Count the lines in the records below that contain the word "shovel", treating uppercase and lowercase as different. Give only the number.

(Records from an annotation dataset)

━━━━━━

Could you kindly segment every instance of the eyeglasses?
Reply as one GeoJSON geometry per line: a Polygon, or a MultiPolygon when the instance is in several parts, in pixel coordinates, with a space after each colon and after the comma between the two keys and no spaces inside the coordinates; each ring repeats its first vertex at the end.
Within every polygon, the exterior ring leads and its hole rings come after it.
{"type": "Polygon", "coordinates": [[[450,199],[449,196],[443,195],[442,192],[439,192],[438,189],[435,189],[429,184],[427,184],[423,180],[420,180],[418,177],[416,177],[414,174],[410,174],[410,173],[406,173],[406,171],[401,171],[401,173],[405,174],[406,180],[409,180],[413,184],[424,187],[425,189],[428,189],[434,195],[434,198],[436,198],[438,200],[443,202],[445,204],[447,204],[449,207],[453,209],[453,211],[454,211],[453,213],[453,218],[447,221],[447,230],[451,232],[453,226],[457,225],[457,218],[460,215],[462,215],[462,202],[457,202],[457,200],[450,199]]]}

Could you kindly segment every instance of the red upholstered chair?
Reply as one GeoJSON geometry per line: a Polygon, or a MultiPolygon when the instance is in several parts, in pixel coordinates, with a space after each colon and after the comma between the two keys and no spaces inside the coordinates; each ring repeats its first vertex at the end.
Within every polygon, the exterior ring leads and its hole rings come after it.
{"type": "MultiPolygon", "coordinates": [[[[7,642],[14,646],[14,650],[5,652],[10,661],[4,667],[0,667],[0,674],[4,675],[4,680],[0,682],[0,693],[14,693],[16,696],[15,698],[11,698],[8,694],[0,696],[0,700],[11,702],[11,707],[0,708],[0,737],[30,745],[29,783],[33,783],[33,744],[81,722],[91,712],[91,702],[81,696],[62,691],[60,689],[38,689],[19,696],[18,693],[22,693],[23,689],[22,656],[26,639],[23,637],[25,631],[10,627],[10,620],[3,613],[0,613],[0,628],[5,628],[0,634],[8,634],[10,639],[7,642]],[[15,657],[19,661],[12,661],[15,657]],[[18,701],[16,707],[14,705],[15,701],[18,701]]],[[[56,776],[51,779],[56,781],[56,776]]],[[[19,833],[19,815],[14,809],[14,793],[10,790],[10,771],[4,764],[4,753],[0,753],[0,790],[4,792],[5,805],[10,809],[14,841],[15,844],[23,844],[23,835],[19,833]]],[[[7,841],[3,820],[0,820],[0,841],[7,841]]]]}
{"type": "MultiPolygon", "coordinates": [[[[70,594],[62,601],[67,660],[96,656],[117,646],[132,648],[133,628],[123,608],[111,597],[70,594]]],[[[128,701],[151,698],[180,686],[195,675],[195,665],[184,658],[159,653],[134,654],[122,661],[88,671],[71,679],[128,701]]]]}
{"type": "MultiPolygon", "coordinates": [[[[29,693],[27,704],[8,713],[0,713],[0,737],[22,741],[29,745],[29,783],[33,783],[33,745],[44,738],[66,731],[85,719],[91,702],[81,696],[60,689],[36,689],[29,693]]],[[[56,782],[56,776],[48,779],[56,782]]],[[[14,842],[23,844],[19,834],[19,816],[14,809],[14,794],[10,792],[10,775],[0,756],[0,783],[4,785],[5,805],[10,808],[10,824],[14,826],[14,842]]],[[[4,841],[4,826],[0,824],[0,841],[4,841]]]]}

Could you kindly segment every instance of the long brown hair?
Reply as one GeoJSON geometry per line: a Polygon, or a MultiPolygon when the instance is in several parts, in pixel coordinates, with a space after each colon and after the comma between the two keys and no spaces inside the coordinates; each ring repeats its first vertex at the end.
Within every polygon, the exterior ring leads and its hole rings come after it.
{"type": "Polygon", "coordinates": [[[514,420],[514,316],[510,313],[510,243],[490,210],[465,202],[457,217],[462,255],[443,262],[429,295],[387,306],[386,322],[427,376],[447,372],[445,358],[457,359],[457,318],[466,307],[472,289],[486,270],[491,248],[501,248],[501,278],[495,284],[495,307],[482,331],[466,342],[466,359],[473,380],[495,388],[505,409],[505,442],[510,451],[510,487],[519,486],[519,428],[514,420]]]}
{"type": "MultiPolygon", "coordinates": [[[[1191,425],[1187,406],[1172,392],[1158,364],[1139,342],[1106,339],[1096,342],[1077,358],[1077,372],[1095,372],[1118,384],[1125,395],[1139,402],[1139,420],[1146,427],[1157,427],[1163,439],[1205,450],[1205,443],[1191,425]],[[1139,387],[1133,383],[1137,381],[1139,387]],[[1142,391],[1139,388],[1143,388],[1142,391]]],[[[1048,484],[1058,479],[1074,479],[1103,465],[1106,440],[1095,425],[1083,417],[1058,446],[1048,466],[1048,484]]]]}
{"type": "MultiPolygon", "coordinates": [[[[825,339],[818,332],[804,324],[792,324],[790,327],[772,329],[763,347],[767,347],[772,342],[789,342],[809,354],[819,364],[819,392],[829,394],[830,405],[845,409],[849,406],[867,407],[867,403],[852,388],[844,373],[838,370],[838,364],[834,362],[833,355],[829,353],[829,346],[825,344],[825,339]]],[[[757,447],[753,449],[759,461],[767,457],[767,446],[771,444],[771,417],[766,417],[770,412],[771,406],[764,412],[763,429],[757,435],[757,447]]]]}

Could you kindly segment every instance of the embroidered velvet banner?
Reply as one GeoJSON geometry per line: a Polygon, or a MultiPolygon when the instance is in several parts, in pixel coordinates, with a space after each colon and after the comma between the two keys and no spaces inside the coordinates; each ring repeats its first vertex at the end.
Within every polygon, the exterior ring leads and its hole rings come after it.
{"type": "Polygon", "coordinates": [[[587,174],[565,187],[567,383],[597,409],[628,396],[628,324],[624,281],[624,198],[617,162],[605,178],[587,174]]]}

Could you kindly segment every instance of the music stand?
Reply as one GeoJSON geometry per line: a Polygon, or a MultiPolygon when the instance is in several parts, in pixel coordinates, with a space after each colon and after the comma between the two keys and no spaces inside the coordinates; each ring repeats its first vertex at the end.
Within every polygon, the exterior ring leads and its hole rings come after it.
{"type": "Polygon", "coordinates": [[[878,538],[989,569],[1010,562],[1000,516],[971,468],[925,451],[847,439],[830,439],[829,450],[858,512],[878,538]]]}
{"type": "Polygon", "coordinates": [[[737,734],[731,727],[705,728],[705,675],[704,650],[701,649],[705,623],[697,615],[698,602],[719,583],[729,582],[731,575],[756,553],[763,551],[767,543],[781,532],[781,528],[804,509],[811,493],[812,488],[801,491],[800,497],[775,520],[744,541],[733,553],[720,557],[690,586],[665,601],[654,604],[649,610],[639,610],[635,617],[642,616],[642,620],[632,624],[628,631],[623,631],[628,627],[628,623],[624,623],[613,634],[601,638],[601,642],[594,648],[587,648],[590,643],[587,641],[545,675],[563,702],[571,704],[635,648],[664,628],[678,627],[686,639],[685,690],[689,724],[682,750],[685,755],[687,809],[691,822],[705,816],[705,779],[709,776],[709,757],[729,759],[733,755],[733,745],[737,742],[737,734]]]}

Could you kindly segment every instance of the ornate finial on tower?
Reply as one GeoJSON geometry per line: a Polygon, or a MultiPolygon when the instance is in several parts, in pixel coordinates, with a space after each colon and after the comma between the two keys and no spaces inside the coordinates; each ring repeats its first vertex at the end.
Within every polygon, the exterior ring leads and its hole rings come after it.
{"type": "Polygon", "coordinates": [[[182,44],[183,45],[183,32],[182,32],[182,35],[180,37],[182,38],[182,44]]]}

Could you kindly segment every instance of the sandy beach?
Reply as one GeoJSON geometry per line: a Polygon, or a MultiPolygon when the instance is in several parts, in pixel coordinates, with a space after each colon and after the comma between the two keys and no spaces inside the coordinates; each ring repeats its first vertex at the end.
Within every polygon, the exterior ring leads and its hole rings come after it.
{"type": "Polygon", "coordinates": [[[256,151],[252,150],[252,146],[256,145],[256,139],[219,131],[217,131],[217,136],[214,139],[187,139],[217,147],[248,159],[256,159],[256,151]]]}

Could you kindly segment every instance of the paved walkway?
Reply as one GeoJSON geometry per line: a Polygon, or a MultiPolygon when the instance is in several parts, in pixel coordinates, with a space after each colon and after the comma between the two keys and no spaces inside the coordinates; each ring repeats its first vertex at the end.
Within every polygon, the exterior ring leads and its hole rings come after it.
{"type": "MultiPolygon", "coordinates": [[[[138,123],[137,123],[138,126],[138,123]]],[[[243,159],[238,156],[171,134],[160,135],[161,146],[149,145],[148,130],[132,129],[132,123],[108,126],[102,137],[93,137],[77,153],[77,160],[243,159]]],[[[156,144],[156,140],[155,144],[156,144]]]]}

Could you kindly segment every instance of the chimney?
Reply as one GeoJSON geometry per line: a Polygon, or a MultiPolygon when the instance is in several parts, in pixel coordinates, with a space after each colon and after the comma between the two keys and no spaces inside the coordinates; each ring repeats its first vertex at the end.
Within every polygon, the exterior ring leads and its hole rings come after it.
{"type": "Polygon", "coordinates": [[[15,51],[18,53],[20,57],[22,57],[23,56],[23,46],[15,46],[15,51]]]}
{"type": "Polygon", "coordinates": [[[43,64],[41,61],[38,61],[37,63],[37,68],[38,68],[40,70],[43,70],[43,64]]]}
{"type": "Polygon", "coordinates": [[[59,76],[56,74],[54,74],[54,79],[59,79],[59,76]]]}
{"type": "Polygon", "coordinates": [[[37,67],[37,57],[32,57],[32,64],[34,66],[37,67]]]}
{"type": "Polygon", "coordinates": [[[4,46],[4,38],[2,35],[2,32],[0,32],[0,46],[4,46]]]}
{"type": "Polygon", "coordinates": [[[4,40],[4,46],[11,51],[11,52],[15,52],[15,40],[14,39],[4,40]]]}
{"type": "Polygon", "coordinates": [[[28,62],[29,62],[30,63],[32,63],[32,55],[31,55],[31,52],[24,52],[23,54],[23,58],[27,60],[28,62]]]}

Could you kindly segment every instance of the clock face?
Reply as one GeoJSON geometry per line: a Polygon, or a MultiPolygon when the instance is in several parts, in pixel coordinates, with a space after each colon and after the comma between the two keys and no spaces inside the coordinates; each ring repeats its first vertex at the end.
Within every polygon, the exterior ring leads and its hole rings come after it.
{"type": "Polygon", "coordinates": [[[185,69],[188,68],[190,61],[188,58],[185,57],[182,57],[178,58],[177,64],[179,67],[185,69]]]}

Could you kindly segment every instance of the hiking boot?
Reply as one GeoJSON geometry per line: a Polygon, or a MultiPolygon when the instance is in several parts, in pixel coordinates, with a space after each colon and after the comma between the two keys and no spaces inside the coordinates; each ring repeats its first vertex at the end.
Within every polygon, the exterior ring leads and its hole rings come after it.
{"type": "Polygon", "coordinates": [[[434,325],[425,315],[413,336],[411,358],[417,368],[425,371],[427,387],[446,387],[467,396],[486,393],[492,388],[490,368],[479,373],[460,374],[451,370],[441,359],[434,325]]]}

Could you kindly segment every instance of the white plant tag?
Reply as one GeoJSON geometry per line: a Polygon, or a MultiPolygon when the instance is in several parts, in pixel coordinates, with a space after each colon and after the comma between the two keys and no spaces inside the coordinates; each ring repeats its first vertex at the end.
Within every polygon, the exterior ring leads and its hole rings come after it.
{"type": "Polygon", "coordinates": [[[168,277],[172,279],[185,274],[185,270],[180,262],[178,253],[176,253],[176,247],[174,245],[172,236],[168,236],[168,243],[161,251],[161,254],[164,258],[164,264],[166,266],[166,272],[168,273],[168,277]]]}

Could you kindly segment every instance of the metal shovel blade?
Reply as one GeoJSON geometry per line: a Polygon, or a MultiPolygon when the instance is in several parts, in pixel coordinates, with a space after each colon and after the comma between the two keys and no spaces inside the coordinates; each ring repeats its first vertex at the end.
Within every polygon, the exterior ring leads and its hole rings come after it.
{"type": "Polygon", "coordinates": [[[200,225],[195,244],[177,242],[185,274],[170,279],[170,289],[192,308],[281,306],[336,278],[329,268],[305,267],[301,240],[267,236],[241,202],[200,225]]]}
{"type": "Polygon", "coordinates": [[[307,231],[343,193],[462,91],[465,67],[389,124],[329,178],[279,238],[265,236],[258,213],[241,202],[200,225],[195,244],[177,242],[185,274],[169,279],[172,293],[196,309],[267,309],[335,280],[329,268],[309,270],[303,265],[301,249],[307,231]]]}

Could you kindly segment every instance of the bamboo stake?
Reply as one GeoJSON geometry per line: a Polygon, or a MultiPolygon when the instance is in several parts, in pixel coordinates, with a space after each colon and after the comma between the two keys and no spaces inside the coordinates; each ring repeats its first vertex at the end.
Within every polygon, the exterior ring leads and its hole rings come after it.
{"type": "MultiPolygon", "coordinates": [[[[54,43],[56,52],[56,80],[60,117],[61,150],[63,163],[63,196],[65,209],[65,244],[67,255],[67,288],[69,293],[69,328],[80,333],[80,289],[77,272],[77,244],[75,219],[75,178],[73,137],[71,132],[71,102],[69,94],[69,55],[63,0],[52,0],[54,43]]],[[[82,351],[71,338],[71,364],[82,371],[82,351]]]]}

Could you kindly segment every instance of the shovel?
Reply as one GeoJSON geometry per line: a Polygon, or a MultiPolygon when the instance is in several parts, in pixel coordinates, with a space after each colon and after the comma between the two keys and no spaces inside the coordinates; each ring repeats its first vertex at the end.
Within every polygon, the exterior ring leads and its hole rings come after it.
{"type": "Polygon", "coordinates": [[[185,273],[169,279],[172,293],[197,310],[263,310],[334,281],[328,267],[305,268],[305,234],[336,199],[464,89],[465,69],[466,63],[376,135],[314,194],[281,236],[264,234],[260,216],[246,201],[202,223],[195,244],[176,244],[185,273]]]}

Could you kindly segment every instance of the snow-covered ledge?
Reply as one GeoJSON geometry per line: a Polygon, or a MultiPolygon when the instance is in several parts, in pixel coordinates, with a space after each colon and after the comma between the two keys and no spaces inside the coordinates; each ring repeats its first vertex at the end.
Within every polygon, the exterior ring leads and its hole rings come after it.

━━━━━━

[Expected answer] 2